[Source data]

[START]

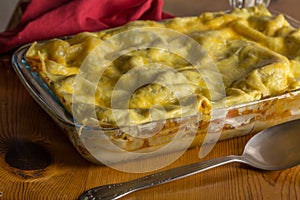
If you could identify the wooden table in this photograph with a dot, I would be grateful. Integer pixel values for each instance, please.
(60, 172)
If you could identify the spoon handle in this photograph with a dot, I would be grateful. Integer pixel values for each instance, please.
(118, 190)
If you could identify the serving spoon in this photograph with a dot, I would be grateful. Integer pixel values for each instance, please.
(275, 148)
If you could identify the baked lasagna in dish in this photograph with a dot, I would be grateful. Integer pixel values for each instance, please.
(246, 55)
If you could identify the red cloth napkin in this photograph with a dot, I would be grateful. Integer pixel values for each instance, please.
(45, 19)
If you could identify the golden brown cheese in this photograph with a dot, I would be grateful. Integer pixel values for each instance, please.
(255, 53)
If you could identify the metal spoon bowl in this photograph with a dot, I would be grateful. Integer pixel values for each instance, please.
(275, 148)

[END]

- _THE EXERCISE_:
Without the pictures, print the whole listing exactly as given.

- _FINAL RESULT_:
If you could identify the wooden table in this photograph with a dot, I would be grateful. Integer pixel values for each instance, please.
(60, 172)
If you could identify the spoon handle in this photograph with a dot, I would be grateful. Integer pixel values for each instance, please.
(118, 190)
If you could identify the serving spoon in this photograph with a dot, I would be grateful. Integer pixel values for each instance, please.
(275, 148)
If you could identify the baked lasagna in dish in this photograph with a dot, I would be grateful. Integer pixel values for each instance, please.
(246, 55)
If you could identify the red cloth napkin in this photograph with a dot, I would be grateful. Integer pixel values for each instance, please.
(45, 19)
If you could identify the golden brown cheese in this photograph with a dot, I would be grateful. Integer pixel values for each instance, please.
(255, 53)
If you could identify the metal spoon bowl in this photograph with a dot, I would be grateful. Integer pixel values for each instance, please.
(275, 148)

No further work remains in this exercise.